• [Input rows]:
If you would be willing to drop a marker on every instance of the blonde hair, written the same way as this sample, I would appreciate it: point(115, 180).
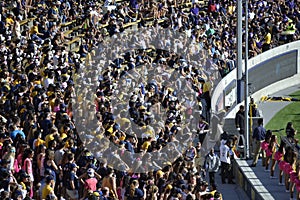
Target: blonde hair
point(132, 187)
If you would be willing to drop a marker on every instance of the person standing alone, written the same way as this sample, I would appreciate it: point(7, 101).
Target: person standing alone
point(212, 163)
point(258, 137)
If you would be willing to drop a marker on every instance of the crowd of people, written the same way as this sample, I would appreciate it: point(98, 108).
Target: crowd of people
point(78, 124)
point(283, 154)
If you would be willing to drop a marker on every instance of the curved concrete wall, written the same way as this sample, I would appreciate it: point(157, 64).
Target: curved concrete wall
point(269, 72)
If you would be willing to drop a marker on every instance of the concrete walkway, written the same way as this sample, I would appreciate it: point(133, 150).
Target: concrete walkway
point(269, 188)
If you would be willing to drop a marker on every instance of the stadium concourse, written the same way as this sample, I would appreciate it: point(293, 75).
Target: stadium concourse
point(46, 45)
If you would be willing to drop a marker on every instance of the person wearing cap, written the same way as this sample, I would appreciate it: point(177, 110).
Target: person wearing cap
point(89, 180)
point(72, 183)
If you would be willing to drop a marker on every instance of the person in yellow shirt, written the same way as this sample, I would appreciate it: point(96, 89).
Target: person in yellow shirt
point(146, 144)
point(48, 189)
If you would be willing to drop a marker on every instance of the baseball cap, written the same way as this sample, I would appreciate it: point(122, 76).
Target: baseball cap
point(73, 165)
point(91, 172)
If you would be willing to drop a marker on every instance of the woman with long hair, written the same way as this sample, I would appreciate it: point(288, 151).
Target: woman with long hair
point(50, 164)
point(133, 192)
point(109, 181)
point(10, 157)
point(290, 157)
point(278, 158)
point(271, 150)
point(41, 154)
point(27, 167)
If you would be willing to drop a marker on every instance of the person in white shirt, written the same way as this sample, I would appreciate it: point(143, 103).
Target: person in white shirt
point(225, 162)
point(212, 163)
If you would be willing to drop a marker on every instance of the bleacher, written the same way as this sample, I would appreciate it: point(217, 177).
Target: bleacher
point(73, 30)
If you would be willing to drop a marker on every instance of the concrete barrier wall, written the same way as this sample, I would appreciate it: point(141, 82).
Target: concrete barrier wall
point(269, 72)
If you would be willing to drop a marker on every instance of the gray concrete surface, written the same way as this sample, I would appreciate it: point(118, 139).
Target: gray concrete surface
point(268, 188)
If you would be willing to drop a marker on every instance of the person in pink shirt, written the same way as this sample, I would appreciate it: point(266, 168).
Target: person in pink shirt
point(90, 180)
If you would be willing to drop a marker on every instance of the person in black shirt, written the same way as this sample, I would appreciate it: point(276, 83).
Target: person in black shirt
point(258, 137)
point(72, 182)
point(240, 120)
point(290, 131)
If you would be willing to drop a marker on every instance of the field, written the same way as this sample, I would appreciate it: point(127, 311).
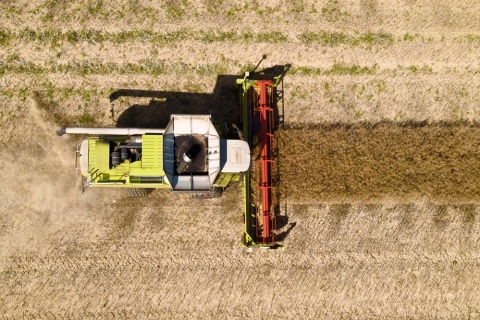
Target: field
point(377, 169)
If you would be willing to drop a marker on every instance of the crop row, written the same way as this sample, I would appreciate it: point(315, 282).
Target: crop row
point(327, 38)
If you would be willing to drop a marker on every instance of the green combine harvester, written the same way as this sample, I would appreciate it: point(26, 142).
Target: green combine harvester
point(190, 156)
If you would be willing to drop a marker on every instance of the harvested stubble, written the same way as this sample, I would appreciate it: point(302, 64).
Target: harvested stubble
point(382, 162)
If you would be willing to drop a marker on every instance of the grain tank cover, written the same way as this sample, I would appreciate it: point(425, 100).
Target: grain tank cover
point(191, 153)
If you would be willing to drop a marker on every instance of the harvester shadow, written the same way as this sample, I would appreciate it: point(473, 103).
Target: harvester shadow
point(222, 105)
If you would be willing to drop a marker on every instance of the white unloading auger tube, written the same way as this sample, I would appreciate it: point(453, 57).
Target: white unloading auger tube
point(109, 131)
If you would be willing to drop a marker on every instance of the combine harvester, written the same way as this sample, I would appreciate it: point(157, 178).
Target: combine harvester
point(190, 156)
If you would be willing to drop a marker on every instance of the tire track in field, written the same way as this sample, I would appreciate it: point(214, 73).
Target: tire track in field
point(385, 161)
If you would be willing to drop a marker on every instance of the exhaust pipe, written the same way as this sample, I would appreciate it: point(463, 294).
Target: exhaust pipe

• [Challenge]:
Rewrite all the rows above, switching "Target" to "Label" wherever it occurs and leaving everything else unchanged. Leave the pictures out.

• [Reply to the task]:
If you would be willing to drop a marker on every instance of the blonde hair, written the same way as this sample, I would appreciate it: point(115, 180).
Label: blonde hair
point(132, 187)
If you would be willing to drop a marker on every instance of the person standing alone, written the same way as this sample, I would appreciate it: point(7, 101).
Label: person standing alone
point(212, 163)
point(258, 137)
If you would be willing to drop a marker on every instance of the crowd of people, written the same way as this sample, I would appreciate it: point(98, 108).
Label: crowd of people
point(78, 124)
point(283, 154)
If you would be willing to drop a marker on every instance of the curved concrete wall, written the same way as this sample, I would appreciate it: point(157, 64).
Label: curved concrete wall
point(269, 72)
If you would be willing to drop a marker on every instance of the concrete walkway, written the same way as this sample, I would appreciate it: point(133, 150).
Label: concrete walkway
point(269, 188)
If you would be willing to drop a marker on every instance of the stadium concourse, written the same way as this sample, I would appreciate it: point(293, 75).
Label: stadium concourse
point(46, 45)
If you would be willing to drop a marker on every instance of the person wearing cap, written the same way as this sample, I would appreciate it: point(177, 110).
Label: person wearing cap
point(89, 180)
point(72, 183)
If you would be willing to drop a marker on every instance of the person in yellow shirt, written the same way as this sample, I would appreciate it: point(96, 89).
Label: person in yellow shirt
point(146, 144)
point(48, 189)
If you would be willing to drop a marker on every instance of the baseball cap, written the same way as this sample, I would appreciate it: point(122, 76).
Label: baseball cap
point(73, 165)
point(91, 172)
If you would be willing to drop a marker on every instance of the woman with long hair, written the same way as this sample, I would appreciate it: point(288, 151).
Label: woman with long hair
point(50, 164)
point(133, 192)
point(109, 181)
point(10, 157)
point(290, 157)
point(278, 158)
point(271, 150)
point(41, 154)
point(27, 167)
If you would be willing to drop a marker on every instance of the person in white shirt, written the same way as this sample, I would appreciate it: point(143, 103).
Label: person in white shirt
point(225, 162)
point(212, 163)
If you would be willing to drop a marker on every instance of the bleacher, written the same way as this sample, I would appreciate it: point(217, 177).
Label: bleacher
point(73, 30)
If you would be willing to drop a marker on every instance of the concrete barrier wall, written the same way as this sample, I would appreciate it: point(141, 82).
Label: concrete barrier wall
point(269, 72)
If you would be willing to drop a marker on every instance of the gray concrete surface, written the same way as this sample, I would appreciate it: point(118, 139).
Label: gray concrete surface
point(268, 188)
If you would be willing to drop a marker on every instance of the person in pink shirt, written the same way as this sample, I would appreciate it: point(266, 168).
Label: person in pink shirt
point(90, 180)
If you would be willing to drop a marker on every instance of the person in black shirt, written the same way as this sample, I would appreciate it: point(276, 83).
Label: person in black shirt
point(258, 137)
point(72, 182)
point(240, 120)
point(290, 131)
If you would be willing to drop a marker on every instance of the field, written the same way as this sample, I would appreciate it: point(127, 311).
Label: field
point(377, 169)
If you would be willing to drop a marker on every instance of the crop row, written the same way as this sample, I would appreciate it: point(315, 282).
Label: crop row
point(327, 38)
If you would be willing to drop a marker on every instance of the green combine harvester, written the same way as this sample, I would appreciate it: point(26, 142).
Label: green combine harvester
point(190, 156)
If you would be willing to drop a marker on every instance of the harvested stubble, written the same way as this sample, I would appreciate it: point(302, 64).
Label: harvested stubble
point(382, 162)
If you would be willing to drop a marker on every instance of the grain tank cover, written the same way as this sample, I would appreciate it: point(425, 100).
Label: grain tank cover
point(191, 153)
If you would be willing to drop a marker on every instance of the harvester shadow, written the same way as this sample, I would appreciate it: point(473, 103).
Label: harvester shadow
point(222, 105)
If you would be willing to drop a marker on every instance of the white unloading auger tube, written the same way as this sample, I would appreciate it: point(453, 57).
Label: white unloading auger tube
point(109, 131)
If you would be willing to drop a marker on every instance of the combine harvester, written the same way as this sample, I would appreciate it: point(157, 178).
Label: combine harvester
point(190, 156)
If you would be willing to drop a marker on every instance of the tire track in field, written the same way as this sample, I would appreciate it: point(214, 73).
Label: tire track in field
point(385, 161)
If you would be willing to drop a marker on every instance of the exhaust pipe, written the same way as this sample, I would appreciate it: point(463, 294).
Label: exhaust pipe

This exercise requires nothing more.